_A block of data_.
Begin
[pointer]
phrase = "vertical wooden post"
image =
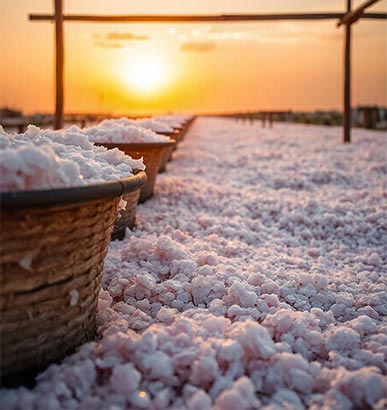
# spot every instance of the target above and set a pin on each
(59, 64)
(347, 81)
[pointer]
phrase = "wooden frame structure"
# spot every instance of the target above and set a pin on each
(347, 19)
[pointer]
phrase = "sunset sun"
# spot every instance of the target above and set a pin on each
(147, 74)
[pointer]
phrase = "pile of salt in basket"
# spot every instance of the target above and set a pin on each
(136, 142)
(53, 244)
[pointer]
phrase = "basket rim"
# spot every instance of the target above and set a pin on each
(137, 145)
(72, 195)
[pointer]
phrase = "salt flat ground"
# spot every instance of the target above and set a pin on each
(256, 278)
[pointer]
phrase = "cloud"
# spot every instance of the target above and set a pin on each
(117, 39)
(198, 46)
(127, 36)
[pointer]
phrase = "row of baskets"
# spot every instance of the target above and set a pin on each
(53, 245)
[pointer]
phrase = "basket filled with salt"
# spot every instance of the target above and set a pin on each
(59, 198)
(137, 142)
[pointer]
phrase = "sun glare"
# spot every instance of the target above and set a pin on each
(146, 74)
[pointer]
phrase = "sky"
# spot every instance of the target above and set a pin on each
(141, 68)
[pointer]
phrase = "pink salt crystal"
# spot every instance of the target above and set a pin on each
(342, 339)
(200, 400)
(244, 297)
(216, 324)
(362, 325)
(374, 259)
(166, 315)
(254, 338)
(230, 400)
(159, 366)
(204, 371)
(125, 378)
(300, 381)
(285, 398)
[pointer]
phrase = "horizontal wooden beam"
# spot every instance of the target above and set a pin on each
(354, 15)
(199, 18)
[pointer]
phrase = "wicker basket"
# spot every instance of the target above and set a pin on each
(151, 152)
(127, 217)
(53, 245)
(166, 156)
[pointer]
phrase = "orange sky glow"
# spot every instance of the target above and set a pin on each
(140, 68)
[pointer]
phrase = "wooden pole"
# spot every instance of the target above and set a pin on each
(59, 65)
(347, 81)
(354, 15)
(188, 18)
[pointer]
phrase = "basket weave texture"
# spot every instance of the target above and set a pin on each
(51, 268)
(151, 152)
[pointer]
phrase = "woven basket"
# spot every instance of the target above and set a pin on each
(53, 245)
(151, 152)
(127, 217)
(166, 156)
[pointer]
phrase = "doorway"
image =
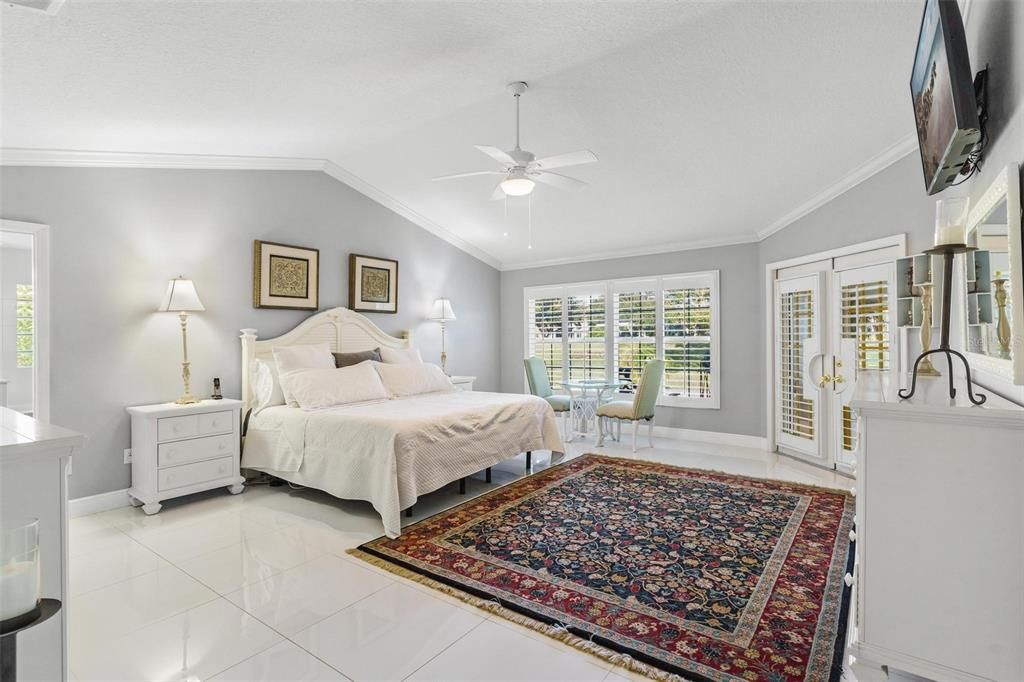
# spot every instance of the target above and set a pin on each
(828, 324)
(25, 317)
End
Begin
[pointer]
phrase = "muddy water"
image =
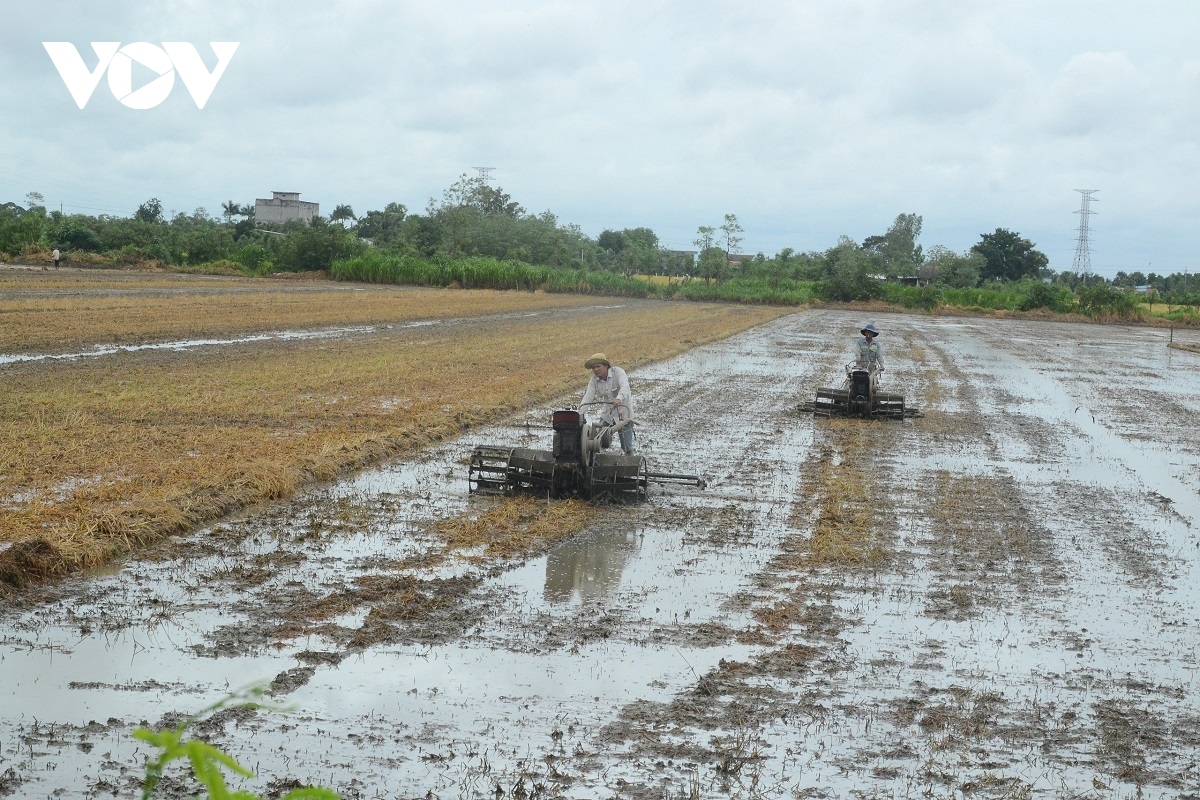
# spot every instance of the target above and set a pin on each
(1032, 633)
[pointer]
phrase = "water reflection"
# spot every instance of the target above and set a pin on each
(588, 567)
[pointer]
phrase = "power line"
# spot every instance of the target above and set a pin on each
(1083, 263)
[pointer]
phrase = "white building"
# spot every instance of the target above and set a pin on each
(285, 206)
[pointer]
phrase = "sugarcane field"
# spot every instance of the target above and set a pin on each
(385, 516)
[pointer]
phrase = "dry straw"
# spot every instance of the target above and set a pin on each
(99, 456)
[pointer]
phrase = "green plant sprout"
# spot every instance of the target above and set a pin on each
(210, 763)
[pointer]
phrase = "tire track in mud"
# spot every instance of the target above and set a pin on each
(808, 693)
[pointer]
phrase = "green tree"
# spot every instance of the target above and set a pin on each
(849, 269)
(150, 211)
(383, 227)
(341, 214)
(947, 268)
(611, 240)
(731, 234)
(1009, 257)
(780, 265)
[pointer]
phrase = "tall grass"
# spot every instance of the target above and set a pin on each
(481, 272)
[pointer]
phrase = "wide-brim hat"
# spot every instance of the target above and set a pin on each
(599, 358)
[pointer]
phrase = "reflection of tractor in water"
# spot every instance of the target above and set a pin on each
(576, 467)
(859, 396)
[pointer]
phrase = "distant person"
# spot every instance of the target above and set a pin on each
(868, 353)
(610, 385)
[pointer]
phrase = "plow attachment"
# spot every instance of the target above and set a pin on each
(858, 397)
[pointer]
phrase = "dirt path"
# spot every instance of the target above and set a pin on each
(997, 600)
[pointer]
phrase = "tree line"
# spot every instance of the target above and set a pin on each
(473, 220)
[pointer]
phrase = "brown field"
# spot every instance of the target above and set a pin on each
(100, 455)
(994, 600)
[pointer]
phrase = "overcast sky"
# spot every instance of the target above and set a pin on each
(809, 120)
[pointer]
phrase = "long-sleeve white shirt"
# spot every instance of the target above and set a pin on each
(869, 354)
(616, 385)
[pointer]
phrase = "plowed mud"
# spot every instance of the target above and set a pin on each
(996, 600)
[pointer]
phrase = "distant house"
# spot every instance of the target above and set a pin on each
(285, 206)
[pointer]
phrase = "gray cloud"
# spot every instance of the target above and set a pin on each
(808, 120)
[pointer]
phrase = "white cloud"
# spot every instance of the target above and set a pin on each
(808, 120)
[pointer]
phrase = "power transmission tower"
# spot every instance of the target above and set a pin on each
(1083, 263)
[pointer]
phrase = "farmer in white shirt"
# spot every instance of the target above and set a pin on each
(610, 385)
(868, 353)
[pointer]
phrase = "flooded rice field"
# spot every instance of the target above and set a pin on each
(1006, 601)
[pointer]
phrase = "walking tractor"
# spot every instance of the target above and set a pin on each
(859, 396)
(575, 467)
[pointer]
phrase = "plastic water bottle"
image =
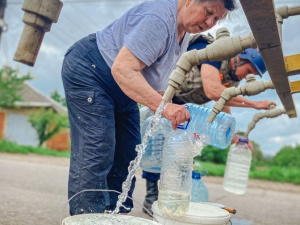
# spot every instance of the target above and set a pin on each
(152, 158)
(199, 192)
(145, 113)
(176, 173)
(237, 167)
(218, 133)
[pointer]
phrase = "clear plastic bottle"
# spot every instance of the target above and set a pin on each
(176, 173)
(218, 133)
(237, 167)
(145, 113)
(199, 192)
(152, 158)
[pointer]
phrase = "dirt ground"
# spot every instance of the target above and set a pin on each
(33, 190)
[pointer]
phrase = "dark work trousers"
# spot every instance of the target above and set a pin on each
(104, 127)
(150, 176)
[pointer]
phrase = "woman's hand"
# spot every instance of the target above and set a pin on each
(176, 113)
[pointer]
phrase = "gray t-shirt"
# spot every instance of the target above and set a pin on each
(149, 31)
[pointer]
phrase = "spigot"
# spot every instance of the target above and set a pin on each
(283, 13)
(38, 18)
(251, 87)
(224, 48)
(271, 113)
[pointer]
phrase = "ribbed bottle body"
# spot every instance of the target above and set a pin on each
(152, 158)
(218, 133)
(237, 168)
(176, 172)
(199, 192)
End
Give the number of lines in the data above that contain the word "white".

_Answer to the exercise_.
4